▸ **DIRECTIONS**:
Pick out each line of the records below that contains the word "green", and copy those lines.

▸ **MATERIAL TO PROCESS**:
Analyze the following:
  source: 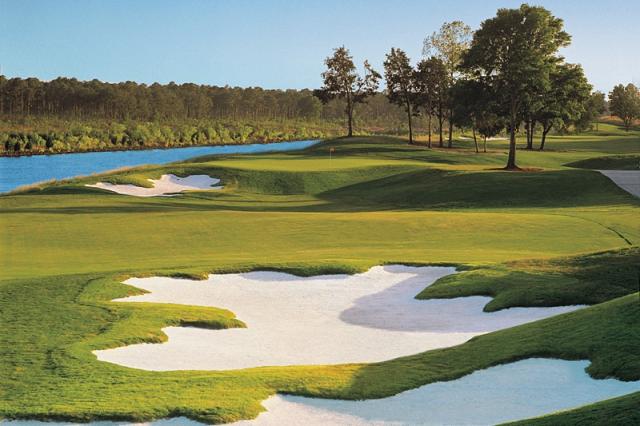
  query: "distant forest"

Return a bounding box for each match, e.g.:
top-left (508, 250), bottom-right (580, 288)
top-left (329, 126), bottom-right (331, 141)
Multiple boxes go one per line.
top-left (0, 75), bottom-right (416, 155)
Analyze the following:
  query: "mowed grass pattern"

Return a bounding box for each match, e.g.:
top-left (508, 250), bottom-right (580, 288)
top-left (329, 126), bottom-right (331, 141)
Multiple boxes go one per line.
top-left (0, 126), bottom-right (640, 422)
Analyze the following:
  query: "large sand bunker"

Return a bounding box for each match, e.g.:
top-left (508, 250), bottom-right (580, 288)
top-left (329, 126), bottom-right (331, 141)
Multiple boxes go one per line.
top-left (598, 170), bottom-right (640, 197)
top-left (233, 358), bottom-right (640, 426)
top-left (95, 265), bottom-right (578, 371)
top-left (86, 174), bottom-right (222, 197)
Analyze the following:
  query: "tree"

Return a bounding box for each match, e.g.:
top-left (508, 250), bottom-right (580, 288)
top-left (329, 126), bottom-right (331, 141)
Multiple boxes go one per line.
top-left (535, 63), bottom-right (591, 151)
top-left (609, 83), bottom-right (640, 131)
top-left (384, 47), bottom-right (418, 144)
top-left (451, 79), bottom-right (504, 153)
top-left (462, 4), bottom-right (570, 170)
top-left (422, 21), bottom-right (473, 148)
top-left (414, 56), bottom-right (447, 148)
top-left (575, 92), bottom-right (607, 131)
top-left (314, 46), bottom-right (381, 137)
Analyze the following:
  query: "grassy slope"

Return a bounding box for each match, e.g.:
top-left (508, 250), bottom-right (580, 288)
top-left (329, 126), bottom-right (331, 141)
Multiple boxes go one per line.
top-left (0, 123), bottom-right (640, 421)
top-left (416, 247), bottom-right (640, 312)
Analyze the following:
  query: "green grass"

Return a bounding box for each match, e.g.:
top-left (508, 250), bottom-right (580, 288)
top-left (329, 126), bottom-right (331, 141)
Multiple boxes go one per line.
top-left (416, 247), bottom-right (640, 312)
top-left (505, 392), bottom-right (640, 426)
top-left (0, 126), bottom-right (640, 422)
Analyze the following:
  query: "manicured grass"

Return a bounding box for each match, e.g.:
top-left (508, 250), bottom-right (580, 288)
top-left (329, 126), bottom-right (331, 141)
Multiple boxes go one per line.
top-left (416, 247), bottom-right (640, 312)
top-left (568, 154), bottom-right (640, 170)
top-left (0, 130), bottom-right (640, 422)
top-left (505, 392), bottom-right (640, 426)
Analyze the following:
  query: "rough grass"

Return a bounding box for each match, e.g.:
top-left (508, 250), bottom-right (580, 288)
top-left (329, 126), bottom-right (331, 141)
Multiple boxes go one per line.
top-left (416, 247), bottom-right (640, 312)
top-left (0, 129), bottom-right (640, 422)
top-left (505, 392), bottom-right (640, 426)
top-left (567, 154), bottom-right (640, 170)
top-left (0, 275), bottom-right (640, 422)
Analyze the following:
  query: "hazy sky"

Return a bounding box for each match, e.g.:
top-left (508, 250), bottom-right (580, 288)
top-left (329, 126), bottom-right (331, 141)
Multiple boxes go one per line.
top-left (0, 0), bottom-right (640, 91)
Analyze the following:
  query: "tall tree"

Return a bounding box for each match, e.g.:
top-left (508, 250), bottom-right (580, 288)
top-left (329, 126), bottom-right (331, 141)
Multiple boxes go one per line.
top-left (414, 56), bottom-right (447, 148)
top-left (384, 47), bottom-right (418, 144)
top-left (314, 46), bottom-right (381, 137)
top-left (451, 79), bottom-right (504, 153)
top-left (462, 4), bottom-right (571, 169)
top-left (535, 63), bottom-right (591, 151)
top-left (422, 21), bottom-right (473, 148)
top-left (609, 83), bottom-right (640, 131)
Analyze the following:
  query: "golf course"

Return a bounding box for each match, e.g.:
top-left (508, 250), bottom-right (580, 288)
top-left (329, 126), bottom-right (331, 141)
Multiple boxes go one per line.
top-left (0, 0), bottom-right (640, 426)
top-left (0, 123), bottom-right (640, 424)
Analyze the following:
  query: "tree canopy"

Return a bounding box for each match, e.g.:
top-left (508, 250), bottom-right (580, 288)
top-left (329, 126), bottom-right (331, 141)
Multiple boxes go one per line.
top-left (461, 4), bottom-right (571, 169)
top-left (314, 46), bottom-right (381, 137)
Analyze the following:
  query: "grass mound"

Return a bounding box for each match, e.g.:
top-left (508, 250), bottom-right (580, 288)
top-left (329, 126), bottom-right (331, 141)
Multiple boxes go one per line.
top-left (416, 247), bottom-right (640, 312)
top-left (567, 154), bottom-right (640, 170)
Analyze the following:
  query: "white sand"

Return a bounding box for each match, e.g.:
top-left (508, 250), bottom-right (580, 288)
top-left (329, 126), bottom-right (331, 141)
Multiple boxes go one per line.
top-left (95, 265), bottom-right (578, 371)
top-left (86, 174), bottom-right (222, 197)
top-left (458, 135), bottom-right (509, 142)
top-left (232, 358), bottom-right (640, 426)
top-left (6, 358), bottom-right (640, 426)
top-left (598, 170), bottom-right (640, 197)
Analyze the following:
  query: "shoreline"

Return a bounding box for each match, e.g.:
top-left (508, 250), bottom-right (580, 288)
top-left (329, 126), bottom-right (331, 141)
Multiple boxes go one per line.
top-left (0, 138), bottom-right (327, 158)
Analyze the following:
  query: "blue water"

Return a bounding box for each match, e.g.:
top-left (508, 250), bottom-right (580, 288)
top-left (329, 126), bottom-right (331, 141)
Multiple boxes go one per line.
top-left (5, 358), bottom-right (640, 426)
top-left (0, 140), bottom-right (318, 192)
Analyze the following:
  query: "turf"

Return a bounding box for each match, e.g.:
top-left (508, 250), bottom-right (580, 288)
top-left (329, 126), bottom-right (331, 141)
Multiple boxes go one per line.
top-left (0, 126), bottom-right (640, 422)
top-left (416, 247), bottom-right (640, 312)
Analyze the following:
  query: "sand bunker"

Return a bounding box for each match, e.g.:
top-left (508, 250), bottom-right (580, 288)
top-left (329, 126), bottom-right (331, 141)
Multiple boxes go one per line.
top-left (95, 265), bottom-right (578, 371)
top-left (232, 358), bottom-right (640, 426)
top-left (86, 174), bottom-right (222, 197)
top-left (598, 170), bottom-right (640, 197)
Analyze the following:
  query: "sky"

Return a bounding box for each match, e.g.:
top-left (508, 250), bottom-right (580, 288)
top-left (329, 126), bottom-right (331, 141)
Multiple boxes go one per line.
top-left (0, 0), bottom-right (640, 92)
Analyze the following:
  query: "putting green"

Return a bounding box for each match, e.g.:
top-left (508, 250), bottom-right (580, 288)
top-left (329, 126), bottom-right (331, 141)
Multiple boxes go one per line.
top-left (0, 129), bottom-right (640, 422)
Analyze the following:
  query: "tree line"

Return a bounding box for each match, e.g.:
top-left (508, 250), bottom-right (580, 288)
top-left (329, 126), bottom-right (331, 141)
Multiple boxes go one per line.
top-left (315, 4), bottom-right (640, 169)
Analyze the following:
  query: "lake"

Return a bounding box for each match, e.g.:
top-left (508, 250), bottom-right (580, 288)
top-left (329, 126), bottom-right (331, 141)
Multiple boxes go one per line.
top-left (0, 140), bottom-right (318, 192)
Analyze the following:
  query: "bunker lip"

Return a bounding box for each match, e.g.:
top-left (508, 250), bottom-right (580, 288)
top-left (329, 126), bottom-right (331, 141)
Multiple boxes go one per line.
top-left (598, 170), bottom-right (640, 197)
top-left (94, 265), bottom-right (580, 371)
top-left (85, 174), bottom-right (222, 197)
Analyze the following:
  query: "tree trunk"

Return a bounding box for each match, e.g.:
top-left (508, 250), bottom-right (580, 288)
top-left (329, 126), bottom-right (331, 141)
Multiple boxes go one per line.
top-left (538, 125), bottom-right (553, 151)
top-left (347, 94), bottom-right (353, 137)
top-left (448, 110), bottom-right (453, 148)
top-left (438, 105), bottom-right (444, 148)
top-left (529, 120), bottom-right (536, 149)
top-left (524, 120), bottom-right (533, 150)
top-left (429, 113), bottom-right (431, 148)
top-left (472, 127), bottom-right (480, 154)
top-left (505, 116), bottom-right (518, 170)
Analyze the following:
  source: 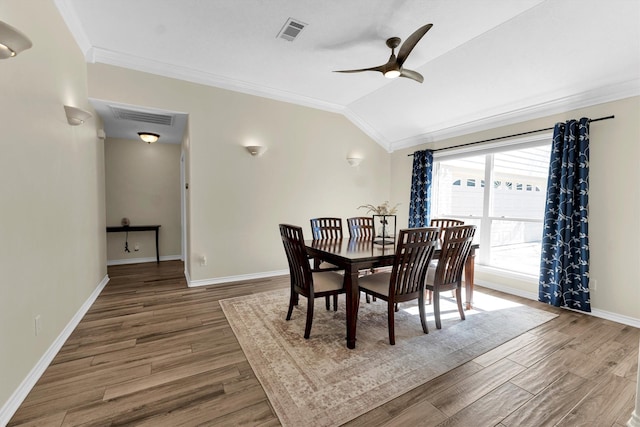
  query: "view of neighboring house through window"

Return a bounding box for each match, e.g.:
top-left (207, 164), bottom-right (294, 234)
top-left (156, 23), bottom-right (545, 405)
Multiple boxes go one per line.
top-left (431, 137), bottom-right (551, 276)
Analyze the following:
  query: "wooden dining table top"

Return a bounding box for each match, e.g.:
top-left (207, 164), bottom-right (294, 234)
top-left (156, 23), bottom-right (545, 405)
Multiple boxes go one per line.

▸ **REPLY TO THE EXERCISE**:
  query: "green grass"
  query: "putting green"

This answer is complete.